What the exercise asks.
Please transcribe every entry below exactly as written.

Data to examine.
******************************

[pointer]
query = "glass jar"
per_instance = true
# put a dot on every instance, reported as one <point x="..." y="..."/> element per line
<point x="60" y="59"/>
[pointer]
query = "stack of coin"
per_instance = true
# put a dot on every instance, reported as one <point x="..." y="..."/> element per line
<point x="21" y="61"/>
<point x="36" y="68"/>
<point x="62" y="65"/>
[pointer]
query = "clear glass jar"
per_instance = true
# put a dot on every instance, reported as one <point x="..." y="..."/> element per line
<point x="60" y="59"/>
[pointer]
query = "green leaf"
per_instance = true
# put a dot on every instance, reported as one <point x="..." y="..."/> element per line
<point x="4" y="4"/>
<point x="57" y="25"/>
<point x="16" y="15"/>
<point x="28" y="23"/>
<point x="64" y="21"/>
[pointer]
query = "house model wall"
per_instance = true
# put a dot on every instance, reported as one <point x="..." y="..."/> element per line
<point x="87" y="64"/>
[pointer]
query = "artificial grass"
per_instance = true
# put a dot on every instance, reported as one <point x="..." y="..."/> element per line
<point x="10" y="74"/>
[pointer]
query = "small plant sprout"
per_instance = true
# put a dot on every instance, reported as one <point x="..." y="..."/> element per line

******************************

Exercise output.
[pointer]
query = "glass jar"
per_instance = true
# put a dot on every instance, reported as one <point x="..." y="..."/> element per line
<point x="60" y="59"/>
[pointer]
query = "stack of coin"
per_instance = true
# put a dot on every instance, reported as one <point x="..." y="..."/> element per line
<point x="21" y="61"/>
<point x="36" y="68"/>
<point x="62" y="65"/>
[pointer]
query = "clear glass jar"
per_instance = true
# put a dot on every instance, reported as one <point x="..." y="..."/> element per line
<point x="60" y="59"/>
[pointer]
query = "green leaf"
per_instance = true
# put a dot on every instance, reported as one <point x="..." y="..."/> element per line
<point x="4" y="4"/>
<point x="57" y="25"/>
<point x="16" y="15"/>
<point x="28" y="23"/>
<point x="64" y="21"/>
[pointer]
query = "house model wall"
per_instance = true
# put a dot on every instance, reported as one <point x="..." y="..."/> element per line
<point x="87" y="64"/>
[pointer]
query = "artificial grass"
per_instance = true
# put a dot on every instance, reported as one <point x="..." y="..."/> element per line
<point x="10" y="74"/>
[pointer]
query = "small plant sprout"
per_instance = true
# put a dot on every instance, reported as one <point x="..." y="..."/> element per line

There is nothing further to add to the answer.